_DIRECTIONS FOR THIS TASK_
Reproduce the listing below, substituting "walnut half" for "pecan half" and leaving everything else as it is.

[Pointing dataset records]
####

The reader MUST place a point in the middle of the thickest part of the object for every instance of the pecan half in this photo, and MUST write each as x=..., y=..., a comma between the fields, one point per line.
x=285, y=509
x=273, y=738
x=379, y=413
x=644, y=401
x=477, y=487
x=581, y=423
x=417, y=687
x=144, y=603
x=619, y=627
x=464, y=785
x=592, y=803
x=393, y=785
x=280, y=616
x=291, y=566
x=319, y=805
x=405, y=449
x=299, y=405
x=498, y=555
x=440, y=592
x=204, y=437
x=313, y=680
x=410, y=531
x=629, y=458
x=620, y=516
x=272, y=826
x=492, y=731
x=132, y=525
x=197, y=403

####

_SOLUTION BELOW_
The reader MUST place a point in the middle of the thickest part of the object for every instance of the walnut half in this photo, and MUST write each as x=..., y=..., a comma between the fields, one point per line.
x=285, y=509
x=273, y=738
x=379, y=413
x=644, y=401
x=477, y=487
x=581, y=423
x=417, y=687
x=144, y=603
x=619, y=627
x=464, y=785
x=592, y=803
x=393, y=785
x=280, y=616
x=291, y=566
x=319, y=805
x=405, y=449
x=299, y=405
x=498, y=555
x=440, y=592
x=204, y=437
x=313, y=680
x=410, y=531
x=629, y=458
x=620, y=516
x=272, y=826
x=492, y=731
x=132, y=525
x=197, y=403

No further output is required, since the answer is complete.